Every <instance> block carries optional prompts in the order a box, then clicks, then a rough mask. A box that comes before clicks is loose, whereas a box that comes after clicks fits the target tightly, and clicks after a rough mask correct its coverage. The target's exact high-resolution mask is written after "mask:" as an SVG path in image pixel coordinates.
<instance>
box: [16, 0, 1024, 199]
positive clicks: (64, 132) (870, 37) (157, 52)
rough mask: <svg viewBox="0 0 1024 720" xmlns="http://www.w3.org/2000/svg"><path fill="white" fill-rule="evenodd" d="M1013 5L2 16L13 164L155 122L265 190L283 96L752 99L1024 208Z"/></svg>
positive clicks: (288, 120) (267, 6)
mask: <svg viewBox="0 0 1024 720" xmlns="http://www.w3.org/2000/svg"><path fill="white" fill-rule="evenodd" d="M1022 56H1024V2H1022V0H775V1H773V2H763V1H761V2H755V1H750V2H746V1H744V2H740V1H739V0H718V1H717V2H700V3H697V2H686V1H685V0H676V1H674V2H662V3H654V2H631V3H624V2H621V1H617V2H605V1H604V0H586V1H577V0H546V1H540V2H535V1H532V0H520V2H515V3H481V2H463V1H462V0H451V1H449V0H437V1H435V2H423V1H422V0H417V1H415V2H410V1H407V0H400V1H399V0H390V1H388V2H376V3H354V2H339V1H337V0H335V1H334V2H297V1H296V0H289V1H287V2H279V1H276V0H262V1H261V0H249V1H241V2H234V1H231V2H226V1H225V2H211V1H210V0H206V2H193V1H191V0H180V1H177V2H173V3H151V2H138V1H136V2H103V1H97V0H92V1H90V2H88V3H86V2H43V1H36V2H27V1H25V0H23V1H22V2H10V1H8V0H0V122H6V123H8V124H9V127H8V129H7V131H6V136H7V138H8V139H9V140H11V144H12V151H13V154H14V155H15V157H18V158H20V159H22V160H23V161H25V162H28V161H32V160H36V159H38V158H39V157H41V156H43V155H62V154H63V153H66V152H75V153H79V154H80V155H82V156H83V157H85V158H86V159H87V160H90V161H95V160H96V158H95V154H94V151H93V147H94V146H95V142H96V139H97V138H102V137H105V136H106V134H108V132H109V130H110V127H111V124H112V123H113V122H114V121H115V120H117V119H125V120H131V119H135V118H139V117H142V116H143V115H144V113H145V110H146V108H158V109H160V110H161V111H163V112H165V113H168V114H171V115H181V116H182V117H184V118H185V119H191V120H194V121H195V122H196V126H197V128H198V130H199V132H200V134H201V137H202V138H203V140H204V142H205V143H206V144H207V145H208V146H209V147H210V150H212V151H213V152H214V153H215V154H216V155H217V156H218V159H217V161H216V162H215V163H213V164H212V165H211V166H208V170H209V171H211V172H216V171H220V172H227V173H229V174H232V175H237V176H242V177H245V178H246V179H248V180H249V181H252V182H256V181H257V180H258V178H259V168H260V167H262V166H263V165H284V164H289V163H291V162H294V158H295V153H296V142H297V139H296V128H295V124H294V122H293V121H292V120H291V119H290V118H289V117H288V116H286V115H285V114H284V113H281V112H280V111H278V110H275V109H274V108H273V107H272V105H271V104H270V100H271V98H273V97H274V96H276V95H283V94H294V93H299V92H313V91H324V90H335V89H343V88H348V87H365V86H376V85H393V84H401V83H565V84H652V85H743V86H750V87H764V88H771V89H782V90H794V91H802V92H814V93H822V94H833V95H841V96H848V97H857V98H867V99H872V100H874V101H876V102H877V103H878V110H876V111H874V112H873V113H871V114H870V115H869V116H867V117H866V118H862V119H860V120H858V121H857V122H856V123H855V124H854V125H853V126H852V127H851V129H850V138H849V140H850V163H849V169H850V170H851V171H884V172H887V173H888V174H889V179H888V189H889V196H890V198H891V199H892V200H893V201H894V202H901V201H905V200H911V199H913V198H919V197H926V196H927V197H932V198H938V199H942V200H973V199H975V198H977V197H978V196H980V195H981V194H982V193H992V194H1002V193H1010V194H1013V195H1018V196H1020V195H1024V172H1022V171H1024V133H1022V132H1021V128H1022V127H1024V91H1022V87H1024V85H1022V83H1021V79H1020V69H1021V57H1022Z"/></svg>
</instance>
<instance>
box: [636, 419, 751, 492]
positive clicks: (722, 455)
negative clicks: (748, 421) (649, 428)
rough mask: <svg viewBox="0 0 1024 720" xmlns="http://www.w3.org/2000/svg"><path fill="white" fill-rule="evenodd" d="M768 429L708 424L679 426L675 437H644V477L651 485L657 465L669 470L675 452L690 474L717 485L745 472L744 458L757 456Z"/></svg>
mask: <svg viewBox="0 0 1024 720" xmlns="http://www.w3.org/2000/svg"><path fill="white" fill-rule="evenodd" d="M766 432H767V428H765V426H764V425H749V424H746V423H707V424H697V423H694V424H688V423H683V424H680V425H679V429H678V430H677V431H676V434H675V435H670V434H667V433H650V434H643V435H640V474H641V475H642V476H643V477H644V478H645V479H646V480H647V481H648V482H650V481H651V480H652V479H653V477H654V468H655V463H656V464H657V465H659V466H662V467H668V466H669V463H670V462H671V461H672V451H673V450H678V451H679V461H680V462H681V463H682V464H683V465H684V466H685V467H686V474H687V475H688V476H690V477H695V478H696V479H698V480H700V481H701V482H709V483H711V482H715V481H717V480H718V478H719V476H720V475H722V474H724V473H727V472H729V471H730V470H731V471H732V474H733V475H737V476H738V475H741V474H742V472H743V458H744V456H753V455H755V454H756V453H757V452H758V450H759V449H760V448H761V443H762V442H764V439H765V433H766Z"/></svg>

^^^^

## What you should do
Take the entries above and return only the lines from the one with "positive clicks: (64, 132)" to the one with "5L2 16L13 164L155", both included, unchanged.

## The answer
positive clicks: (64, 132) (870, 37) (157, 52)
rough mask: <svg viewBox="0 0 1024 720" xmlns="http://www.w3.org/2000/svg"><path fill="white" fill-rule="evenodd" d="M1013 5L2 16L13 164L155 122L265 190L283 96L752 99L1024 208Z"/></svg>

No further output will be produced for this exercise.